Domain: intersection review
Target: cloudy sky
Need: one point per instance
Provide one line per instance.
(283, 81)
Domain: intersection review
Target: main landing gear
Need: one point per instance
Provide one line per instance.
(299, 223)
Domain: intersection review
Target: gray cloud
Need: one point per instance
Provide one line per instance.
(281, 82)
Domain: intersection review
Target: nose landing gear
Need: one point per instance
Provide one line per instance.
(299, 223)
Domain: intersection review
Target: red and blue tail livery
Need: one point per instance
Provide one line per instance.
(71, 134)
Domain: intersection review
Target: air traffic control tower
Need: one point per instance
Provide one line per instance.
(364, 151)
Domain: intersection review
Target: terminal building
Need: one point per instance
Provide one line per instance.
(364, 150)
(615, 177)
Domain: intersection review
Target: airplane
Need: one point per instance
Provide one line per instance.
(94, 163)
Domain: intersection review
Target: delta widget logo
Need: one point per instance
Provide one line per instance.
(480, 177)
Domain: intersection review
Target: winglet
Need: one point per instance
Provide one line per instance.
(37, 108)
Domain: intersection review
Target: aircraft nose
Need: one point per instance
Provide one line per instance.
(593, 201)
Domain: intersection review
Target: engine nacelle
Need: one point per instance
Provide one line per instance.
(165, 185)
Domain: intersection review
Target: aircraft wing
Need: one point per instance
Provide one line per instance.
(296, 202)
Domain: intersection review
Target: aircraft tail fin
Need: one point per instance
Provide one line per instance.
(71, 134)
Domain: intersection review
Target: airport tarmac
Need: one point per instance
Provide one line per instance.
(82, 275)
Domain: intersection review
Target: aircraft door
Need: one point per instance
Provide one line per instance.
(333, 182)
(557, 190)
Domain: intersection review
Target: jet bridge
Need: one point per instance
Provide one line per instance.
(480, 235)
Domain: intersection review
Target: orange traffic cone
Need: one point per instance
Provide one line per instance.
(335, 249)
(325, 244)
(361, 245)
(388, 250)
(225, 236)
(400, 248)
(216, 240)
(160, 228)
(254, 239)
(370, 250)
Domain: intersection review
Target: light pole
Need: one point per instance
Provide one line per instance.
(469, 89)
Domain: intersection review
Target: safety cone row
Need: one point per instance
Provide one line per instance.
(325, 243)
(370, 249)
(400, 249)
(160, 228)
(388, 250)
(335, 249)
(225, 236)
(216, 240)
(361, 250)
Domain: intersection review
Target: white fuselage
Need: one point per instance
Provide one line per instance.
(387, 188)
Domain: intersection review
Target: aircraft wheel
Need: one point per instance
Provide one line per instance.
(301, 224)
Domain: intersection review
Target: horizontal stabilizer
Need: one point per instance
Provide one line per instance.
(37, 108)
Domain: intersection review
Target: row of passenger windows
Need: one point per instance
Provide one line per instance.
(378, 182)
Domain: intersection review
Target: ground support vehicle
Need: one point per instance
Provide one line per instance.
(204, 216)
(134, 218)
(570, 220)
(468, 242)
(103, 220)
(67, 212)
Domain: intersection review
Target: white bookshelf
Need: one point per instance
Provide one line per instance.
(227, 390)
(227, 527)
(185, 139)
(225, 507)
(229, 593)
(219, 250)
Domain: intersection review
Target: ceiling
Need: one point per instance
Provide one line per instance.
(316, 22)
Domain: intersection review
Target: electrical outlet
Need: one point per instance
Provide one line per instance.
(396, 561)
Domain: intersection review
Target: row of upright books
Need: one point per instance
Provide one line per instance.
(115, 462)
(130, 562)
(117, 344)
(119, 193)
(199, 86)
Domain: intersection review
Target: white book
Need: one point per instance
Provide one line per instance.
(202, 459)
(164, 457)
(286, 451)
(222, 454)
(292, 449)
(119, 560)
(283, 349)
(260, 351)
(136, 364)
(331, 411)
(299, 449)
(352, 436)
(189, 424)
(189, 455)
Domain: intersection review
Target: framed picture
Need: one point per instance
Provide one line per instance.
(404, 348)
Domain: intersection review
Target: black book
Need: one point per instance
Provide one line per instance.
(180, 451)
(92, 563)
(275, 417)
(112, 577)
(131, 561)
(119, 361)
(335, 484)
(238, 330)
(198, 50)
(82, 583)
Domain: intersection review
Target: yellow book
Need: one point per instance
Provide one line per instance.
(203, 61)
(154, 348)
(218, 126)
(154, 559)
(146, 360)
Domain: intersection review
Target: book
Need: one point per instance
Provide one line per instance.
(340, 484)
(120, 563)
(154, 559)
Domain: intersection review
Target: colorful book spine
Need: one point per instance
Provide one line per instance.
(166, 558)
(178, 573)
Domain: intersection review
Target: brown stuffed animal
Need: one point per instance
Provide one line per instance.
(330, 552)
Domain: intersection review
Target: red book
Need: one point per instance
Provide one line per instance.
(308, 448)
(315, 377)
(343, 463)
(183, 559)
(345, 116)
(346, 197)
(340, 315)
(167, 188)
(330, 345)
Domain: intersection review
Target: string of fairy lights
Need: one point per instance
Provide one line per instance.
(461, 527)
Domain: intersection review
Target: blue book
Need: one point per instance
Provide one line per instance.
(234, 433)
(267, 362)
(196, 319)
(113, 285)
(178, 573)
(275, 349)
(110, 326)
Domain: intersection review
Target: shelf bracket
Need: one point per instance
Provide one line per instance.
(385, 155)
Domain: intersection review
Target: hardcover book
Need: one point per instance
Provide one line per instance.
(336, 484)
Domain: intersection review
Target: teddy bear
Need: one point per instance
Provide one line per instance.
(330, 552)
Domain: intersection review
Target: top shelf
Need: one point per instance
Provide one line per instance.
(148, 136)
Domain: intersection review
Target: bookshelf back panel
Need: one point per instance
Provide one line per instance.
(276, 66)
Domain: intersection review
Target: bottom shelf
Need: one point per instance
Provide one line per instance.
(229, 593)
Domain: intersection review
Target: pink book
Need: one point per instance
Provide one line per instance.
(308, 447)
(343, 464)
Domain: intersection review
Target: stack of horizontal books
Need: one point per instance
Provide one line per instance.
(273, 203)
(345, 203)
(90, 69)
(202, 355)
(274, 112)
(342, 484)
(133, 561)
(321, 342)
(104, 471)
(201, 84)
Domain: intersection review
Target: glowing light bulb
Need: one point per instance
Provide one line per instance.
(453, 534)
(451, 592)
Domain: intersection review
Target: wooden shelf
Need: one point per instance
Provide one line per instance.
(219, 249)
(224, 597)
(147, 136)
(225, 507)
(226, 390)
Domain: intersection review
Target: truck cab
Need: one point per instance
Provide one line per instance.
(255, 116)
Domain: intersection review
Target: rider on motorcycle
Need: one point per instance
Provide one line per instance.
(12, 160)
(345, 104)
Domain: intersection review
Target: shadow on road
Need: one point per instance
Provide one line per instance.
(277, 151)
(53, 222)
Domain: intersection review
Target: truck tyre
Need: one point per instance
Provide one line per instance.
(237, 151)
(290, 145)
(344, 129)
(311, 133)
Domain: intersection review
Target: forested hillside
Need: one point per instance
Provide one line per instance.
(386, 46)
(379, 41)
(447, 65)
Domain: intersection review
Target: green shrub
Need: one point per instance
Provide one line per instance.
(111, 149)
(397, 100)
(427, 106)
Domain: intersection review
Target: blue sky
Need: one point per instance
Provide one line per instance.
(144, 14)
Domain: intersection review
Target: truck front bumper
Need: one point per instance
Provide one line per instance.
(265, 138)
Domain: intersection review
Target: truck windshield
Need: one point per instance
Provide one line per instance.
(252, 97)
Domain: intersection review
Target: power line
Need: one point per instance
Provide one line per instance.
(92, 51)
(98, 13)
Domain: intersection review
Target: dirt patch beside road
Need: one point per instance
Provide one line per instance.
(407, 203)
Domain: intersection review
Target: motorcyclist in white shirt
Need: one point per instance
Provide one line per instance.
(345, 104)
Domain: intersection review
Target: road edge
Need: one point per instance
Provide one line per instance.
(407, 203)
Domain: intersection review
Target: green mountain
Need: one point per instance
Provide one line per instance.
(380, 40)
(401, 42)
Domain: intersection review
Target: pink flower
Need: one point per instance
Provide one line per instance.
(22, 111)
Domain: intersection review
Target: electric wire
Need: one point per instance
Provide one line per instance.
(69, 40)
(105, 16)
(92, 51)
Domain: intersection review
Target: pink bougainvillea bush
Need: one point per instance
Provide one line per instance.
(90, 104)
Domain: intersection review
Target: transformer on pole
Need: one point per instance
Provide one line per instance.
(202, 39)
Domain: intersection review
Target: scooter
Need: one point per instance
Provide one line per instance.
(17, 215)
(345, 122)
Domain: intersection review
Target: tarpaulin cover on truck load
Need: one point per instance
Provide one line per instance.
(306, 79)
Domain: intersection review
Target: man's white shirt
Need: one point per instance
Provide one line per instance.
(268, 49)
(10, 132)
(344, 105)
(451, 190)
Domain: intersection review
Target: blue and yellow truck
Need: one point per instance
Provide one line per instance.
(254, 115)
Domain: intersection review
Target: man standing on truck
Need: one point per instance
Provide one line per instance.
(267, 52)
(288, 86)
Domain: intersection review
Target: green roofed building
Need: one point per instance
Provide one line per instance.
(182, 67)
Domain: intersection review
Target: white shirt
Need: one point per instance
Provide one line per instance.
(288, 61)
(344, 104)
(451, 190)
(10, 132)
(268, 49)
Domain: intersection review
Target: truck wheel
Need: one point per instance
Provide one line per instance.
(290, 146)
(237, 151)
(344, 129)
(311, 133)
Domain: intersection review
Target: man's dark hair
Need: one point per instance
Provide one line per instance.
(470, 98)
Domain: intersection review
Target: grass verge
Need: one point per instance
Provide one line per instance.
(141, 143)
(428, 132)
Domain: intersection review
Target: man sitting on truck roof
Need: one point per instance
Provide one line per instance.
-- -- --
◆ TASK REQUIREMENTS: Identify each line in the data above that contains the word "landing" and copy those lines.

◆ CORRECT OUTPUT:
Target: main landing gear
Target: nose landing gear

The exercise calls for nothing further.